EXERCISE INSTRUCTIONS:
Every record here must be copied exactly, except for the images it holds.

EXTRACTED ENTRIES:
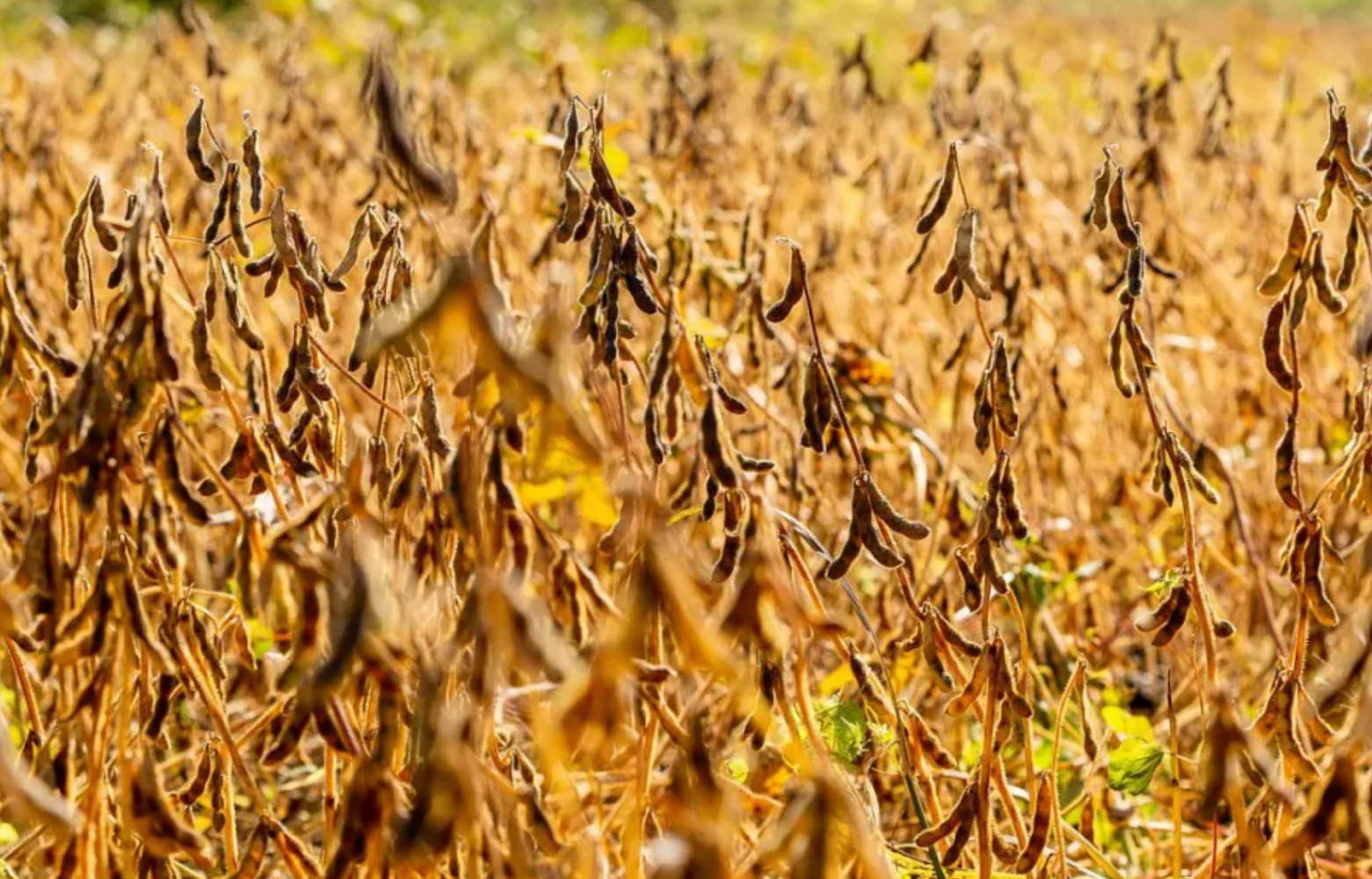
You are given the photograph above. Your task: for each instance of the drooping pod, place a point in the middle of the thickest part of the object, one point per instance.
(940, 205)
(193, 143)
(965, 254)
(796, 284)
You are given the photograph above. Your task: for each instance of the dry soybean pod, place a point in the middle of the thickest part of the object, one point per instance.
(193, 142)
(1120, 215)
(940, 206)
(1349, 265)
(1274, 354)
(965, 254)
(236, 227)
(253, 162)
(796, 283)
(1296, 237)
(102, 228)
(221, 205)
(1100, 212)
(1332, 301)
(71, 243)
(1039, 827)
(887, 513)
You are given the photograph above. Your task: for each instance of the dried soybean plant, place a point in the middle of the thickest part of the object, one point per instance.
(417, 468)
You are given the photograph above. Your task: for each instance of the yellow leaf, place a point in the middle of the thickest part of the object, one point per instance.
(616, 161)
(836, 680)
(700, 325)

SOLUTION:
You are given the photograph above. Your task: for each instance of the drooping pod, place a point in the middle of the thickest part of the object, one point per instance.
(940, 205)
(193, 143)
(965, 254)
(796, 284)
You are given the photograph above. Your task: for each instance of the dry soybean pod, place a point in the middle of the thickest part of the object, one point per instance.
(193, 142)
(1120, 215)
(940, 206)
(1349, 265)
(1274, 354)
(965, 254)
(236, 227)
(253, 162)
(796, 283)
(1296, 237)
(102, 228)
(221, 205)
(1100, 212)
(1332, 301)
(71, 243)
(1039, 827)
(887, 513)
You are given the photograph above. Your task: for each instance of the dried soybean plant, place a point in the middle of the thickest part of the object, one point per instance.
(417, 468)
You are given the photograph above. Your task: for each instance of the yellow leaf, place a point in the middle of the thickest part of the object, one point per instance.
(616, 161)
(836, 680)
(700, 325)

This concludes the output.